• Prompt 1: Rewrite the paragraph of the uric acid text that begins "The incidence of cardiovascular events" as a brief bulleted list that keeps its main facts.
• Prompt 2: In the uric acid text, change the passage from "UA is a general" to "atherosclerosis in women." by replacing "monocyte chemoattractant protein-1" with "MCP-1".
• Prompt 3: Answer yes or no to whether each statement agrees with the uric acid text, and support each answer by quoting the deciding words exactly: (a) Almost 90% of the women in the study were post-menopausal. (b) The study analyzed the potential effects of oestrogen on the relationship between UA and CAD. (c) Patients with known CAD were included in the study.

------ Text provided ------

UA is a general antioxidant in the body, and a high UA level is suggestive of oxidative stress, endothelial dysfunction, and slow coronary artery flow [39, 40]. UA promotes vascular smooth muscle proliferation, and upregulates the expression of monocyte chemoattractant protein-1 and platelet-derived growth factor [41]. Endothelial dysfunction is an important step in the development of atherosclerosis. A recent study showed a relationship between UA and endothelial dysfunction of coronary microvasculature only in women [42], which may be a possible explanation for the significant association between UA and CAD in women. The underlying mechanisms behind the significant relationship between UA and CAD in women but not men remain enigmatic. Our study suggests that UA plays an important role in coronary atherosclerosis in women.

The incidence of cardiovascular events is still high after controlling for traditional risk factors. Our study suggests that UA should be considered as an additional risk factor beyond traditional factors for CAD in women. However, a randomized study still needs to be performed to determine the effect of UA-lowering therapies on cardiovascular prevention. In the GREACE study, decreased UA levels by atorvastatin were independently correlated with a reduced risk of cardiovascular outcomes [43]. The LIFE study showed an association between UA and cardiovascular events in hypertensive women, the unique results may be due in part to the specific feature of reduction of UA by losartan, but it did not mean that the beneficial effects observed with losartan were contributed to decreasing UA levels [12]. The relationship between low UA level and cardiovascular benefits is still uncertain. Therefore, further research should be performed to assess the direct relationship between decreasing UA level and cardiovascular benefits.

There were several limitations to our study. All individuals were suspected of having CAD, we mainly want to explore the relationship between UA and early CAD in the study. Patients with known CAD may implement lifestyle modifications and drugs intervention to some extent, the real relationship between UA and CAD may be influenced by those confounding factors, So, we exclude the patients who had known CAD. There was a possible selection bias and this could restrict generalizability of our results to similar care settings. Unmeasured confounders may have affected our results. In our study, almost 90% of women were post-menopausal and few women received oestrogen-replacement therapy. Therefore, we did not analyse the potential effects of oestrogen on the relationship between UA and CAD. In cross-sectional analysis, we did not find a longitudinal relationship between UA and cardiovascular outcomes. In spite of these limitations, the strong association of UA with early CAD in women had an important clinical significance in prevention and treatment of CAD. Longitudinal studies are required to confirm the association of UA with CAD and cardiovascular outcome.

Conclusion

UA is a significant predictor of significant stenosis, multivessel disease, and mixed plaques in women. Importantly, our study suggests that UA level may play an important role in the occurrence and development of coronary atherosclerosis in women but not men.

------ Record excerpts ------

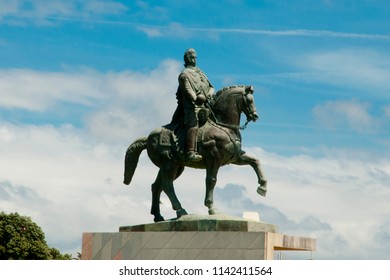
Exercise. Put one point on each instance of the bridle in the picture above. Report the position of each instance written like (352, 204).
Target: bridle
(247, 91)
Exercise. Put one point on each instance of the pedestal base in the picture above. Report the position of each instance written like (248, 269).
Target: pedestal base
(193, 238)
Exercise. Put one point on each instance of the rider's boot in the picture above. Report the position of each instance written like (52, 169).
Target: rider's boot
(192, 155)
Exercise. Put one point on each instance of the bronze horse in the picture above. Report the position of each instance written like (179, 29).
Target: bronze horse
(219, 143)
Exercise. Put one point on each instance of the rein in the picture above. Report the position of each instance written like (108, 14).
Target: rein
(225, 124)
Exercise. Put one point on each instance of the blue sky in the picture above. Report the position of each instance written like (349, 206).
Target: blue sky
(79, 80)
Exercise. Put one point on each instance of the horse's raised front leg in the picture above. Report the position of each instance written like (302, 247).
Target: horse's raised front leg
(212, 162)
(168, 175)
(156, 194)
(246, 159)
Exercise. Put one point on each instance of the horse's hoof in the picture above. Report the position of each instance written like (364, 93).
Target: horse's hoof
(213, 211)
(158, 218)
(262, 190)
(181, 212)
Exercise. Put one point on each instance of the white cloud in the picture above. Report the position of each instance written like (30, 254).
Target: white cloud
(348, 191)
(36, 91)
(351, 114)
(75, 174)
(125, 103)
(42, 12)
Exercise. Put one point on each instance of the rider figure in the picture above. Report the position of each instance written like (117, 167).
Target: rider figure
(193, 91)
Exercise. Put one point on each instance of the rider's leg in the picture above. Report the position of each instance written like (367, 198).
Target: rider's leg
(192, 155)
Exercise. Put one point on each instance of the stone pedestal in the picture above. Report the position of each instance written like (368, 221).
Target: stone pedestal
(193, 237)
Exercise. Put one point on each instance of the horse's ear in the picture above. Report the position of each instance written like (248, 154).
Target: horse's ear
(249, 89)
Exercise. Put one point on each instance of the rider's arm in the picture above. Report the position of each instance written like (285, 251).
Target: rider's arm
(190, 93)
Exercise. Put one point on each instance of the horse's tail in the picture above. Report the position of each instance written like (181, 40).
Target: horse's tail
(131, 159)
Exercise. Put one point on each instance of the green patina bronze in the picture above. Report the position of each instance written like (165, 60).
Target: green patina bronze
(204, 133)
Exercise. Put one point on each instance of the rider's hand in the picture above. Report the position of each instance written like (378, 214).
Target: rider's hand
(200, 99)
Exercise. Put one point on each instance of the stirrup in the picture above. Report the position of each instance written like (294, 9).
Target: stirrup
(193, 156)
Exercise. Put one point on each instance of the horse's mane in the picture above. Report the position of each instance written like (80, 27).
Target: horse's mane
(228, 89)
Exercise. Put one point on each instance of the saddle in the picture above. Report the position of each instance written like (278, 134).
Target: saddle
(173, 135)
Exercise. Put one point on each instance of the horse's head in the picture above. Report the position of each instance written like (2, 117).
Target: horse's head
(249, 107)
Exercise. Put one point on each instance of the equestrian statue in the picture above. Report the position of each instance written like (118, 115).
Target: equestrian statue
(204, 133)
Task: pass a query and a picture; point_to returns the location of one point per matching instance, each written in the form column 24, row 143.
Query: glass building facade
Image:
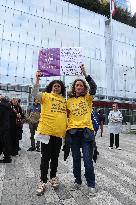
column 125, row 4
column 26, row 26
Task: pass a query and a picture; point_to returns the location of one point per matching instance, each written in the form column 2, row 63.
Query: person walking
column 51, row 129
column 33, row 120
column 101, row 120
column 80, row 129
column 5, row 128
column 115, row 126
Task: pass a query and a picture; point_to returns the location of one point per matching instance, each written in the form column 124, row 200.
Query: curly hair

------

• Response box 1:
- Cardiovascular events remain frequent even after traditional risk factors are controlled.
- The study suggests that UA should be considered an additional risk factor for CAD in women, beyond traditional factors.
- A randomized study is still needed to determine the effect of UA-lowering therapies on cardiovascular prevention.
- In the GREACE study, UA levels lowered by atorvastatin were independently correlated with a reduced risk of cardiovascular outcomes.
- The LIFE study showed an association between UA and cardiovascular events in hypertensive women. This may be due in part to losartan's reduction of UA, but it did not mean that losartan's benefits came from lower UA levels.
- The relationship between low UA levels and cardiovascular benefits remains uncertain, so further research should assess it directly.

• Response box 2:
UA is a general antioxidant in the body, and a high UA level is suggestive of oxidative stress, endothelial dysfunction, and slow coronary artery flow [39, 40]. UA promotes vascular smooth muscle proliferation, and upregulates the expression of MCP-1 and platelet-derived growth factor [41]. Endothelial dysfunction is an important step in the development of atherosclerosis. A recent study showed a relationship between UA and endothelial dysfunction of coronary microvasculature only in women [42], which may be a possible explanation for the significant association between UA and CAD in women. The underlying mechanisms behind the significant relationship between UA and CAD in women but not men remain enigmatic. Our study suggests that UA plays an important role in coronary atherosclerosis in women.

• Response box 3:
(a) Yes: "In our study, almost 90% of women were post-menopausal"
(b) No: "Therefore, we did not analyse the potential effects of oestrogen on the relationship between UA and CAD."
(c) No: "So, we exclude the patients who had known CAD."